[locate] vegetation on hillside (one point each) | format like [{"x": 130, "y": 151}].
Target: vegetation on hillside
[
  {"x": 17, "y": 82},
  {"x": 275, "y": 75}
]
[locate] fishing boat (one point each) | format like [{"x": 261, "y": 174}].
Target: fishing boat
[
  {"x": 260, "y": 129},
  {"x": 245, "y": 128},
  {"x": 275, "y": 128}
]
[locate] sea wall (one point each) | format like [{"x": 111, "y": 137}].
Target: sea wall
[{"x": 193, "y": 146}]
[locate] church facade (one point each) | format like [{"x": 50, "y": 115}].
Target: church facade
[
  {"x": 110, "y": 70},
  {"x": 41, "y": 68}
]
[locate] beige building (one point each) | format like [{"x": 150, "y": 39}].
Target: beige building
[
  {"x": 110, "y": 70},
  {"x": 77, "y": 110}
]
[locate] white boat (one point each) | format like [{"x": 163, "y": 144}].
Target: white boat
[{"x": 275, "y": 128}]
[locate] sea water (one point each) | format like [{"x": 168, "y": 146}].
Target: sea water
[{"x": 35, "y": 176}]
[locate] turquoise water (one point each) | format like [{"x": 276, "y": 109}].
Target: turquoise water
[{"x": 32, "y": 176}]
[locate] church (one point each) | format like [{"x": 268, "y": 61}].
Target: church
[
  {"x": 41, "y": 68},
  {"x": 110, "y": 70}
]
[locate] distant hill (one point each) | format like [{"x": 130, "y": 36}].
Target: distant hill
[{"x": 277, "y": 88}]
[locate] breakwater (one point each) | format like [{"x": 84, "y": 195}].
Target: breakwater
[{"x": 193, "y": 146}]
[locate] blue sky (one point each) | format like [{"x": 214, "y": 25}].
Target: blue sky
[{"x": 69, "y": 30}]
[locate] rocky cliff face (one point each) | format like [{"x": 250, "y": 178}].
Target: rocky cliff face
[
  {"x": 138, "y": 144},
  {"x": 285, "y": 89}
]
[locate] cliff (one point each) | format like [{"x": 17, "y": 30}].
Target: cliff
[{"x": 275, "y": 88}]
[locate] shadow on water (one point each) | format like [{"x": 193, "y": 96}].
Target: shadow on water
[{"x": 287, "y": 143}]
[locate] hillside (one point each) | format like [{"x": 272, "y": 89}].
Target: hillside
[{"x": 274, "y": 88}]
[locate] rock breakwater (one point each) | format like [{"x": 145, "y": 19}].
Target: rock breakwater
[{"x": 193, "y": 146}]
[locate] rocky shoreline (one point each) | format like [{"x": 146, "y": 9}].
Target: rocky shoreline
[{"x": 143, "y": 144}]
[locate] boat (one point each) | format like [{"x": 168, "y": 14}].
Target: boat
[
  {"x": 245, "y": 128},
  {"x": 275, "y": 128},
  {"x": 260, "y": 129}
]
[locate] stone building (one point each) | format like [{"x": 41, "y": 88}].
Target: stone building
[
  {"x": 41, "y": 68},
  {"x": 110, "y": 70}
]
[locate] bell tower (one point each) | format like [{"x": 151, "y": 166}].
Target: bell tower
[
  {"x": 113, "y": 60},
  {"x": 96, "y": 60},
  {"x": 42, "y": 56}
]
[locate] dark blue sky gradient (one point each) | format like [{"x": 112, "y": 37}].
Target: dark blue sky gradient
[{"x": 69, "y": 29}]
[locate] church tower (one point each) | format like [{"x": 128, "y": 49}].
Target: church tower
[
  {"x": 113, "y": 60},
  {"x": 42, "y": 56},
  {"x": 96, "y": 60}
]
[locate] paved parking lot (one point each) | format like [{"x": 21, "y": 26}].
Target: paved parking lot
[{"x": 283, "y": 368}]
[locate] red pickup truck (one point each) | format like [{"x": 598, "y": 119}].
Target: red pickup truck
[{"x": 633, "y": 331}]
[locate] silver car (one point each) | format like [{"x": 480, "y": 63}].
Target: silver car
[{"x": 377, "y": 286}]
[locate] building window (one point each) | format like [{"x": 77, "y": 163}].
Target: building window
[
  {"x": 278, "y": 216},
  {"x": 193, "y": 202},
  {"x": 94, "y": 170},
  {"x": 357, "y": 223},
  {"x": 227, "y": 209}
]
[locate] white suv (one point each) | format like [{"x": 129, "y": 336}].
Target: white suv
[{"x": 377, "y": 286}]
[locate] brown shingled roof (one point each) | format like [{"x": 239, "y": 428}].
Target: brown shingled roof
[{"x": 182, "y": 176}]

******

In the records, from the line containing "[locate] brown shingled" through the end of the records, switch "brown" to "red". Write out those lines with everything else unchanged.

[locate] red shingled roof (one point each) | format like [{"x": 239, "y": 428}].
Target: red shingled roof
[{"x": 182, "y": 176}]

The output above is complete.